PROBLEM STATEMENT:
Reproduce, word for word, the stretch of rows below from the line containing "Guideline: one keypoint per instance of the front" through the last row, including both ends.

PROVIDED DATA:
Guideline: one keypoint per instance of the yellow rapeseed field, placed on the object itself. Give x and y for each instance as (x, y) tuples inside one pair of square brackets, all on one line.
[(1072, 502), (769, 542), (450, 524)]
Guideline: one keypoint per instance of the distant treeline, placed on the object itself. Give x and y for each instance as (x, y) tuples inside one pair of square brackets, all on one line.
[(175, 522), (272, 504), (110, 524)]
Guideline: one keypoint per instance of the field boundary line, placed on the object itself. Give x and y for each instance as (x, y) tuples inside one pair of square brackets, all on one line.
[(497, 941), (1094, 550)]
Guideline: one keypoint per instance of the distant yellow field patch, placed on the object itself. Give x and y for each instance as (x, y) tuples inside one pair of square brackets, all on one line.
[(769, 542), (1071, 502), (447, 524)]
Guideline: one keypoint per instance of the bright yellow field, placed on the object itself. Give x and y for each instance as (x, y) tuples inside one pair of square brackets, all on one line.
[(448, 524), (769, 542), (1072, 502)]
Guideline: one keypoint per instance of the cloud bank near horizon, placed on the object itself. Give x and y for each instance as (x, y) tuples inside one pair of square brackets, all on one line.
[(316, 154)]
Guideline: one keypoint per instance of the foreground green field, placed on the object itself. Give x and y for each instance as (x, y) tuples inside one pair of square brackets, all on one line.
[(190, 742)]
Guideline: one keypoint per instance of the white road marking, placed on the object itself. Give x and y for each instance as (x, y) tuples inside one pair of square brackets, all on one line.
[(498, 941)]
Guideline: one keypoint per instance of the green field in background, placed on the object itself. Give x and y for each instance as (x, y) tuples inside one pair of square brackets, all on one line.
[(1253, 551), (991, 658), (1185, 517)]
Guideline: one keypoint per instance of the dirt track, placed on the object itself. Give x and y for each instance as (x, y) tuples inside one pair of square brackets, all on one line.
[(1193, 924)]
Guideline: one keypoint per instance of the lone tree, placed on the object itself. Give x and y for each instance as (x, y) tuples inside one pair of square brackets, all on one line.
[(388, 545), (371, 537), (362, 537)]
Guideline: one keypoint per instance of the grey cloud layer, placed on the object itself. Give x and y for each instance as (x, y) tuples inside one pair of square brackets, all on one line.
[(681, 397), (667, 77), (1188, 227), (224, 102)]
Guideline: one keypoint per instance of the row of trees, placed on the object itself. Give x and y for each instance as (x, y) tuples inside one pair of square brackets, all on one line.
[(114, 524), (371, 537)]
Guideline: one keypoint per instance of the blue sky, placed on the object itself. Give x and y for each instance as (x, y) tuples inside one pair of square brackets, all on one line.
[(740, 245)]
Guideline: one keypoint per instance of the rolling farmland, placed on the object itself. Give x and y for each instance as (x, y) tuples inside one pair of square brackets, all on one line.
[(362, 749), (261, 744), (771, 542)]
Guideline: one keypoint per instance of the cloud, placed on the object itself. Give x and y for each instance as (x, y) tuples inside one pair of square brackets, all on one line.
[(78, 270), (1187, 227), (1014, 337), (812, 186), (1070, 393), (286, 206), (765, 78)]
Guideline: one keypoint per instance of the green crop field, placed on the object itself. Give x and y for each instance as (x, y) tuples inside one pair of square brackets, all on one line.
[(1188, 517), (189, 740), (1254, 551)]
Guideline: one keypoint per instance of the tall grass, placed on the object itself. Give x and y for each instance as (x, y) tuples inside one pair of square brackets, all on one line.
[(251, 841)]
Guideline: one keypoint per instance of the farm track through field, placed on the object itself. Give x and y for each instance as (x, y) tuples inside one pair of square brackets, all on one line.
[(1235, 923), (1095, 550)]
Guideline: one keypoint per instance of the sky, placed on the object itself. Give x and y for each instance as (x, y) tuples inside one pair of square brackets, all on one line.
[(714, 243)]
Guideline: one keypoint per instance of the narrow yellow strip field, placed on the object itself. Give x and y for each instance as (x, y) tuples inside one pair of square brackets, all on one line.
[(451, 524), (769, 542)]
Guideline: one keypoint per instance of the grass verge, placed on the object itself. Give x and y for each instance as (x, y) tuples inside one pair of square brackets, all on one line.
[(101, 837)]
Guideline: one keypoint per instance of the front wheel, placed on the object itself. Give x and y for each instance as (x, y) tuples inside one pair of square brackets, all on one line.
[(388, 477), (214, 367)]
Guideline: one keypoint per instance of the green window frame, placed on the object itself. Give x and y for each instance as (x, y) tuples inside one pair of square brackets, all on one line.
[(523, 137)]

EXERCISE RESULT:
Guideline: one keypoint per instance of the front wheel, placed on the object itself. Give x and y for each instance as (x, y) tuples inside one pair of square brackets, all on one line.
[(388, 477), (214, 367)]
Guideline: one keypoint per instance of the green window frame, placed on the object itself. Give x and y for each instance as (x, y) tuples inside one pair of square brackets, all on one line.
[(523, 137)]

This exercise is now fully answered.